╔══

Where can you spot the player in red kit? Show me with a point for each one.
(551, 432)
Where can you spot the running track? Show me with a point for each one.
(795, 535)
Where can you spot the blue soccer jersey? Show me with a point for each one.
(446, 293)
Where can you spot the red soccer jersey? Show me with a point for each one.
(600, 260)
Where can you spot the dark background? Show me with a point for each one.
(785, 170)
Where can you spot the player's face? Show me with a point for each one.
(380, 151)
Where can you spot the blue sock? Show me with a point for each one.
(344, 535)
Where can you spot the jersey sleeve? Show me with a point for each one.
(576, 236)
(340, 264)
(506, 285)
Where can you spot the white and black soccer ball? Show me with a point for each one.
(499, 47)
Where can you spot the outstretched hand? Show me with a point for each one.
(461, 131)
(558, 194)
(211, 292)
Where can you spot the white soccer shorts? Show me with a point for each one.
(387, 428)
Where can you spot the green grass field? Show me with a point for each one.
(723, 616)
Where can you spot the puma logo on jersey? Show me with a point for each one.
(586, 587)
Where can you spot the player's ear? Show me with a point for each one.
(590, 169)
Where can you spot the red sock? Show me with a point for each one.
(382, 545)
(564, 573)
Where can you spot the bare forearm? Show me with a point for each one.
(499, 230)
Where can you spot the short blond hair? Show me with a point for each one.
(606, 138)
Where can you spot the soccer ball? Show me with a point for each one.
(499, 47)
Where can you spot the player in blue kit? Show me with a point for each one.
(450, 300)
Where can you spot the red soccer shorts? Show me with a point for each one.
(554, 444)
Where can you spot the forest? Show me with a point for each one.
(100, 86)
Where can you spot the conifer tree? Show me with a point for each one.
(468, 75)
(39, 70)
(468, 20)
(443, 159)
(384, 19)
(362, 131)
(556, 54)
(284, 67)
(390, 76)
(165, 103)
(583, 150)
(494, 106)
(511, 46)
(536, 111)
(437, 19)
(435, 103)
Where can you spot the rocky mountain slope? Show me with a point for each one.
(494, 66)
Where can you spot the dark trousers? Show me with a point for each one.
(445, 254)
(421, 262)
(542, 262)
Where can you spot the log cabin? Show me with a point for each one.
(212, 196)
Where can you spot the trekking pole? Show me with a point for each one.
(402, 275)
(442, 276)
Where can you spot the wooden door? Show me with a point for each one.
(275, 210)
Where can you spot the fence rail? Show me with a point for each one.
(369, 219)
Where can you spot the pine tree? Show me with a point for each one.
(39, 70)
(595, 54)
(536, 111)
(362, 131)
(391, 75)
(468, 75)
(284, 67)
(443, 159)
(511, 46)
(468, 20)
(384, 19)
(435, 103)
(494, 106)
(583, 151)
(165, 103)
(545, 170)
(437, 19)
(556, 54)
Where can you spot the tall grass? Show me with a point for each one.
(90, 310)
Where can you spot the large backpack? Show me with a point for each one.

╚══

# [YOUR OBJECTIVE]
This calls for repeating all of the records, character for character.

# [EXPECTED ANSWER]
Where can you spot the player in red kit? Show me with a point for each one.
(551, 432)
Where can you spot the running track? Show me with a point for each one.
(795, 535)
Where can you spot the blue soccer jersey? Show me with a point for each one.
(446, 293)
Where can you spot the red soccer jersey? Show me with a point for each one.
(600, 260)
Where can you spot the dark background? Show me with a point for each one.
(785, 170)
Where can you spot the player's face? Show me with a point for each one.
(380, 151)
Where can you spot the blue sock? Show me with a point for each one.
(344, 535)
Where can you spot the jersey sleeve? Show me with a point for each one.
(576, 236)
(340, 264)
(506, 285)
Where can you spot the white and black soccer ball? Show me with a point for each one.
(499, 47)
Where can you spot the outstretched hand? Show me with a point for each one.
(461, 131)
(558, 194)
(211, 292)
Where can you spot the white soccer shorts? Show me with a point for each one.
(387, 428)
Where can you spot the green grass field? Show me with a point for each one.
(723, 616)
Where can you spot the puma logo on jersey? Show me with a point for each one.
(586, 587)
Where can you spot the player's ear? Show me with a point for each one.
(590, 169)
Where can you spot the red sock? Show me with a point for each one.
(382, 545)
(564, 573)
Where can you spot the bare forearm? Show me with a point for each one.
(499, 230)
Where can you spot the short blond hair? Show me with a point for each one.
(606, 138)
Where can you spot the soccer ball? Show me with a point for each one.
(499, 47)
Where can you spot the player in blue kit? Show me with a point for each one.
(450, 300)
Where can you spot the red soccer shorts? Show me with a point for each one.
(554, 444)
Where can you spot the forest? Show me with a point for each one.
(100, 86)
Where can you spot the conifer tree? Show me with a point for each one.
(468, 75)
(39, 70)
(468, 20)
(443, 159)
(384, 19)
(362, 131)
(556, 54)
(284, 67)
(390, 76)
(165, 103)
(583, 150)
(494, 106)
(511, 46)
(536, 111)
(437, 19)
(435, 103)
Where can you spot the rocky mountain slope? Show me with a point for each one.
(494, 66)
Where can you spot the dark trousers? Show me with a point for each one.
(445, 254)
(421, 262)
(542, 262)
Where can you spot the log cabin? Show me with a point for each one.
(212, 196)
Where can you spot the trekking pole? Show me with a point for each one.
(402, 275)
(442, 276)
Where can you spot the wooden door? Show me with a point for each one.
(275, 210)
Where can you spot the fence rail? Show me with a point for each one.
(369, 219)
Where can you spot the pine tree? Show me with a point for each one.
(39, 70)
(595, 54)
(536, 111)
(362, 131)
(391, 75)
(468, 75)
(284, 67)
(443, 159)
(511, 46)
(468, 20)
(384, 19)
(435, 103)
(494, 106)
(583, 151)
(165, 103)
(545, 170)
(437, 19)
(556, 54)
Where can you spot the tall grass? Show me with a point for each one.
(90, 310)
Where can you spot the large backpack? Show me with a point for each one.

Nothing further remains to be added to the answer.